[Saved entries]

****************************************

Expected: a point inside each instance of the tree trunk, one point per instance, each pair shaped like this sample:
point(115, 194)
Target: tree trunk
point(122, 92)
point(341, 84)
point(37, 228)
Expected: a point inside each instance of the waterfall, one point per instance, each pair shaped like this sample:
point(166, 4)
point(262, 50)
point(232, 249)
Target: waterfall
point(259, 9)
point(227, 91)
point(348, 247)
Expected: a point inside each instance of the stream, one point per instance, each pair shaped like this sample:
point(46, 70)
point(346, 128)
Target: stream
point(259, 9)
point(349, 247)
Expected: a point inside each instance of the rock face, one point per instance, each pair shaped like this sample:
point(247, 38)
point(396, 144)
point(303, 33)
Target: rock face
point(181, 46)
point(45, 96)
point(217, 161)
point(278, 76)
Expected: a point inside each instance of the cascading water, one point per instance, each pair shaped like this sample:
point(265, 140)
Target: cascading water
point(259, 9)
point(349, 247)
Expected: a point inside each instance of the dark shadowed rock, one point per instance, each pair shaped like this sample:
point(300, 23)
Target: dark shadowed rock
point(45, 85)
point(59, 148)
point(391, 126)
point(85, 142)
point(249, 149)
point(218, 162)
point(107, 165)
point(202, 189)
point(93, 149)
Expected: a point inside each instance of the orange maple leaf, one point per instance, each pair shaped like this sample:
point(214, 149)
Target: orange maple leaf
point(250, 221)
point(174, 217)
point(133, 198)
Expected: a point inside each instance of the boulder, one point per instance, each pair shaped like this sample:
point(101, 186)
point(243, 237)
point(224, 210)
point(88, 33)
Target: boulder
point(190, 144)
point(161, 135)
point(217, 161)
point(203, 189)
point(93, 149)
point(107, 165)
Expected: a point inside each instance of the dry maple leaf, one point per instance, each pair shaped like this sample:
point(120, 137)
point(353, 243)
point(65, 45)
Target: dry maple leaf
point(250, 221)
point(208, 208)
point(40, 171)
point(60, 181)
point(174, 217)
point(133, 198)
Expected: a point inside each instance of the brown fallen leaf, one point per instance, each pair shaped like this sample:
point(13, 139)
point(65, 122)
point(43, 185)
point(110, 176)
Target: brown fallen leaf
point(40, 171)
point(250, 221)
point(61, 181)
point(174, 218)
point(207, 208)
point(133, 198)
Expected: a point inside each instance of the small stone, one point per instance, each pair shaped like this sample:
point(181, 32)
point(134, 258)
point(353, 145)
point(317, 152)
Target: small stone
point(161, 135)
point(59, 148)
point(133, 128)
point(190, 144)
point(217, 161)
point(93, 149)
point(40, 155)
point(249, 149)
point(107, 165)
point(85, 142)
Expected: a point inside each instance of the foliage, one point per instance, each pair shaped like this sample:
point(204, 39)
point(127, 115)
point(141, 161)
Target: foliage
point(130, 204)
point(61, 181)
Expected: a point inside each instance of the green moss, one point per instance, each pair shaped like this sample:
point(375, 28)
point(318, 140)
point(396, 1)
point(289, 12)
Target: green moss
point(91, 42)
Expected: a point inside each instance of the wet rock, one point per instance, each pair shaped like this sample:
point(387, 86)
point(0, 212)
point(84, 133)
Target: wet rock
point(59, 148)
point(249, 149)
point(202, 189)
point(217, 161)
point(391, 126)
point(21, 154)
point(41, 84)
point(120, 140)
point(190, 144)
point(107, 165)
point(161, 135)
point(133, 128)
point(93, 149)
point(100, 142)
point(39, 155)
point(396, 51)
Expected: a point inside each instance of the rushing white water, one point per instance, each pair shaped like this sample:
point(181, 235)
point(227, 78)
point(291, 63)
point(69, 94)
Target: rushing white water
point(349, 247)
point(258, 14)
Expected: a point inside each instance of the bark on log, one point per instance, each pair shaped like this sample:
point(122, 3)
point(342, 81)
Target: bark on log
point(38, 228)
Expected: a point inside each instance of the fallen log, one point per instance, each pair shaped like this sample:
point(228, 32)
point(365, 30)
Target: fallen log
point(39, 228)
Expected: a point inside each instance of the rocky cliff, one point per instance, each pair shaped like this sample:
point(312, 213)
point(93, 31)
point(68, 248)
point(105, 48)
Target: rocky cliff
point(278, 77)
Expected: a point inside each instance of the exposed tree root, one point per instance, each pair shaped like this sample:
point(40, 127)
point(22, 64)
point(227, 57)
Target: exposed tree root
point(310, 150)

****************************************

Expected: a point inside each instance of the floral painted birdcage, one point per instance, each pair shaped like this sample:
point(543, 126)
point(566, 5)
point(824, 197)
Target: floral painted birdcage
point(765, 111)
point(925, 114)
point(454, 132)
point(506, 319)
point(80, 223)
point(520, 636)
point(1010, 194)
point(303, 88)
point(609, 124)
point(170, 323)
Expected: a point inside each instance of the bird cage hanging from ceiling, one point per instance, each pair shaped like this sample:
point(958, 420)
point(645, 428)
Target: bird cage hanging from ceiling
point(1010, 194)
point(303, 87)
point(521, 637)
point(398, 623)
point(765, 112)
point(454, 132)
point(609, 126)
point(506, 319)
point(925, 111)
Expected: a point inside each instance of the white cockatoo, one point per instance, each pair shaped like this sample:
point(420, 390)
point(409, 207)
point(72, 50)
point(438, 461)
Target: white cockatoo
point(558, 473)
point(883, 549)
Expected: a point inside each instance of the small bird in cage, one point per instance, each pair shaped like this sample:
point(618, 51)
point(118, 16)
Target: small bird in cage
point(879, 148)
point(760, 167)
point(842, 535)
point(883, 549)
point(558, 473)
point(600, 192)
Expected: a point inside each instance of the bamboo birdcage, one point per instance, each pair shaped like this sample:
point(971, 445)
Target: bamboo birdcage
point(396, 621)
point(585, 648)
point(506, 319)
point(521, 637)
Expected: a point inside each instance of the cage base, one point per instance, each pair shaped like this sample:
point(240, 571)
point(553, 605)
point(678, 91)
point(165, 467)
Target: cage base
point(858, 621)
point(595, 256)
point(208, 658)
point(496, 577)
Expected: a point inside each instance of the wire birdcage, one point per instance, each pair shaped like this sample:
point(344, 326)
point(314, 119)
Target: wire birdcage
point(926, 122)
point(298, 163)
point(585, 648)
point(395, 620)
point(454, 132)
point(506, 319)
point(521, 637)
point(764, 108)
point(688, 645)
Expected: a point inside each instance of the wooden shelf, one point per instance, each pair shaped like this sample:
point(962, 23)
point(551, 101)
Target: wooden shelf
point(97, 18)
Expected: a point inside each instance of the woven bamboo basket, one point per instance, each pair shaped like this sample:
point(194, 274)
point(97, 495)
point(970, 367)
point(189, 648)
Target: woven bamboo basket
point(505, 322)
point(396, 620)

****************************************

> _SHORT PROBLEM_: Return everything in the material from the line containing "Expected: a point inside each instance of the bamboo" down to the line containing "point(396, 620)", both included, as a JSON list of strings with one string per line and blank lines left out.

> _SOLUTION TO THIS TASK_:
[
  "Expected: a point inside each instance of the bamboo birdcage, one point per instance, each pair shaped like this sample:",
  "point(971, 445)",
  "Target: bamboo birdcage",
  "point(396, 621)",
  "point(585, 648)",
  "point(506, 319)",
  "point(521, 637)",
  "Expected: a point inside each instance of the cage base, one point per instance, each pair shaped like this sample:",
  "point(240, 571)",
  "point(553, 605)",
  "point(678, 91)",
  "point(165, 467)",
  "Target: cage base",
  "point(858, 621)",
  "point(595, 256)",
  "point(208, 658)",
  "point(496, 577)",
  "Expected: a point inside each instance of the wire birdcage, one point per instance, each pair shaped like this sample:",
  "point(344, 326)",
  "point(314, 119)",
  "Target: wire birdcage",
  "point(926, 122)",
  "point(298, 163)",
  "point(585, 648)",
  "point(395, 620)",
  "point(454, 132)",
  "point(506, 319)",
  "point(521, 637)",
  "point(764, 108)",
  "point(688, 645)",
  "Expected: a point inside each instance of the wooden shelf, one point per instance, each pair shaped like this sample:",
  "point(962, 23)",
  "point(551, 101)",
  "Target: wooden shelf",
  "point(97, 18)",
  "Expected: a point inside each instance of the woven bamboo basket, one point per instance, each pair shaped like this sample:",
  "point(194, 274)",
  "point(97, 495)",
  "point(970, 367)",
  "point(189, 648)",
  "Target: woven bamboo basket",
  "point(505, 322)",
  "point(396, 620)"
]